:: GIVEN PASSAGE ::

Chaos Engineering in the Age of AI: Surfacing Hidden Complexity
“The complexity of things — the things within things — just seems to be endless. I mean nothing is easy, nothing is simple.” — Alice Munro
The rise of AI in software development presents a fascinating paradox. While AI tools make it easier than ever to generate complex systems rapidly, they also make it harder to understand how these systems actually work.
This challenge isn’t entirely new — forty years ago, Lisanne Bainbridge warned us about it in her paper “Ironies of Automation.” She argued that the more we automate systems, the more we need human expertise to handle their inevitable failures. AI is now accelerating this irony to unprecedented levels.
Consider this recent case where a developer built a Python project entirely using AI tools. The project quickly grew to over 30 files, but as complexity increased, things started to break down. The AI couldn’t effectively optimize the code or fix bugs because it had lost track of the system’s underlying structure.
This illustrates what’s becoming known as the “70% problem” in AI-assisted development: while AI can quickly generate the first 70% of a system, the remaining 30% often becomes a struggle due to unforeseen complexities and bugs that come from AI-generated outputs.

:: RAW DATA ::
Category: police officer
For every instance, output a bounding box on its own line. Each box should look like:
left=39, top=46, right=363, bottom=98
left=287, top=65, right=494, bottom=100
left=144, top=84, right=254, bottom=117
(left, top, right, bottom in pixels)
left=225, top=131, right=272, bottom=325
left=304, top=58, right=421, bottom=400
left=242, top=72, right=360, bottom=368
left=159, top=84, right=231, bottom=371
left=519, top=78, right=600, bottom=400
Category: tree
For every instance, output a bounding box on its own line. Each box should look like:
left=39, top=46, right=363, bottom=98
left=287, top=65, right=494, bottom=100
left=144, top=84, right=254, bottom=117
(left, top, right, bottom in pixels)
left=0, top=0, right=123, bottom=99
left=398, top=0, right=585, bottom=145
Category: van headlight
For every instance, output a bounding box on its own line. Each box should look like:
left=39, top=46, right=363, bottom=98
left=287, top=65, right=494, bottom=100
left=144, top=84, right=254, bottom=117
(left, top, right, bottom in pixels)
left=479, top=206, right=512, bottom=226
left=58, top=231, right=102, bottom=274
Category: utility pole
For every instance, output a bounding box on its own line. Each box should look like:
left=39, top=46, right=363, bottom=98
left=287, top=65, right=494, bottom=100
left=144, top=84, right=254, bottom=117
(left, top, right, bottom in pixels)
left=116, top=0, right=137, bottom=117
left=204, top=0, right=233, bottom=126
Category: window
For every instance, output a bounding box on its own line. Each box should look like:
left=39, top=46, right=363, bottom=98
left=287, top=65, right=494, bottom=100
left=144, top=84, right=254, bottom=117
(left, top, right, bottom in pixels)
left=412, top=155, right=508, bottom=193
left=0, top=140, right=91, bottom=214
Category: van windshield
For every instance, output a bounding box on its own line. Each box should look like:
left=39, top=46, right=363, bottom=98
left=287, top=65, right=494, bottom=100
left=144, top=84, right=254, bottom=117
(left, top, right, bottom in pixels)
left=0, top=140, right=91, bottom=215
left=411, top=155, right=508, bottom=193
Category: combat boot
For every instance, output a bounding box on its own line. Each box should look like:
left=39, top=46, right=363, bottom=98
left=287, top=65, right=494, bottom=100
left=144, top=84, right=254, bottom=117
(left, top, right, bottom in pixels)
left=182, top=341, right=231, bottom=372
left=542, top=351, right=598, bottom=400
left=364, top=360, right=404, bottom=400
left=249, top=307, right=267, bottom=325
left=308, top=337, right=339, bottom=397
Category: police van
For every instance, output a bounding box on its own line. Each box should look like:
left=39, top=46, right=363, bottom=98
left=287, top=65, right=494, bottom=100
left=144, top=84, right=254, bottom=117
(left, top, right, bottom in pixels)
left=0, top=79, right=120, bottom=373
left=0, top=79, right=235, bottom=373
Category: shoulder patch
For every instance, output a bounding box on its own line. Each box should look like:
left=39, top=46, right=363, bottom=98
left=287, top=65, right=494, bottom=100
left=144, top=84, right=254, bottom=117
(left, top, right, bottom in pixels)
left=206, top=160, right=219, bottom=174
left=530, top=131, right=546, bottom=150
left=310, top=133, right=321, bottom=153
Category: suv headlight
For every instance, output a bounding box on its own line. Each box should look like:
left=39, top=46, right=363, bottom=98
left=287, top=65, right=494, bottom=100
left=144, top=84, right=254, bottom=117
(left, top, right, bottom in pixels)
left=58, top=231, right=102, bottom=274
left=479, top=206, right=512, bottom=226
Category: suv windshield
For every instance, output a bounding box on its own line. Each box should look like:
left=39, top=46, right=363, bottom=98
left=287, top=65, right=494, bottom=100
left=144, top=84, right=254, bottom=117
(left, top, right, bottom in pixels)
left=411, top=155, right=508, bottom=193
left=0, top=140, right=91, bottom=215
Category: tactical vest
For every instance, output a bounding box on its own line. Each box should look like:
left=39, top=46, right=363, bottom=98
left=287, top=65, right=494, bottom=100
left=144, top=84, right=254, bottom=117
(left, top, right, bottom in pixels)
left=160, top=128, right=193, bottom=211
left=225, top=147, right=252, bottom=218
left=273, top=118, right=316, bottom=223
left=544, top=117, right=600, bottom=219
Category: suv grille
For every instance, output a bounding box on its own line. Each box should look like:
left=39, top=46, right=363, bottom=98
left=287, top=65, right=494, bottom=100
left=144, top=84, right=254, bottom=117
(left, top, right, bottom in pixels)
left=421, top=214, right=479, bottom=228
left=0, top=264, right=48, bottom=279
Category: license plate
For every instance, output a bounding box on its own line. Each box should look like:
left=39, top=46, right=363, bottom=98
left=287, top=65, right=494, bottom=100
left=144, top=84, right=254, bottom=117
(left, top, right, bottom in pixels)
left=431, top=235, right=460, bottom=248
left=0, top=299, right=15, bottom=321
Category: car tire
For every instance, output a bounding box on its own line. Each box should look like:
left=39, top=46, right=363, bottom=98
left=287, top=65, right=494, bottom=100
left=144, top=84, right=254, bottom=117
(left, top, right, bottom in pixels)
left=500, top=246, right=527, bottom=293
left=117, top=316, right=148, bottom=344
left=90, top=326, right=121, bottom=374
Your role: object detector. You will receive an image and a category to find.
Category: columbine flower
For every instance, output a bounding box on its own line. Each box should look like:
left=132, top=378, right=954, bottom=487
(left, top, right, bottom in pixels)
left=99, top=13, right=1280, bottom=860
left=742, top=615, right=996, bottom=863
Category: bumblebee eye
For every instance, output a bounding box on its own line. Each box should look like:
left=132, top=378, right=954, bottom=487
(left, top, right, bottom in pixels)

:: WHAT TO WORK ON ::
- 1) In the chaos engineering article, who wrote the paper "Ironies of Automation"?
- 2) Go on writing the chaos engineering article from its last paragraph.
The records come from a separate source, not from the chaos engineering article.

:: ANSWER LIST ::
- 1) Lisanne Bainbridge

- 2)
This represents a fundamental shift in how complexity emerges in software systems. Traditionally, complexity grows gradually, allowing developers to build intuition about potential failure points over time.
With AI-generated systems, that complexity is present from day one, but our understanding isn’t. Even more concerning, these systems are particularly prone to accumulating hidden technical debt, issues that compound silently over time and affect system-level behavior rather than just code-level problems.
One proposed solution is the emergence of “meta-operators,” AI agents designed to monitor and manage other AI systems’ outputs and behaviors. This might seem like an elegant solution: fighting complexity with more AI. But this approach, while powerful, can’t replace this fundamental need for deep system understanding. They might actually amplify Bainbridge’s paradox and make it harder to debug by adding another layer of complexity. Each layer of AI abstraction makes human expertise simultaneously more critical and more difficult to maintain. When failures cascade through multiple layers of AI systems, someone still needs to understand how it all works together.
To address these layers of hidden complexity, we need a systematic approach to understanding how our systems actually behave. This is why chaos engineering is becoming increasingly relevant.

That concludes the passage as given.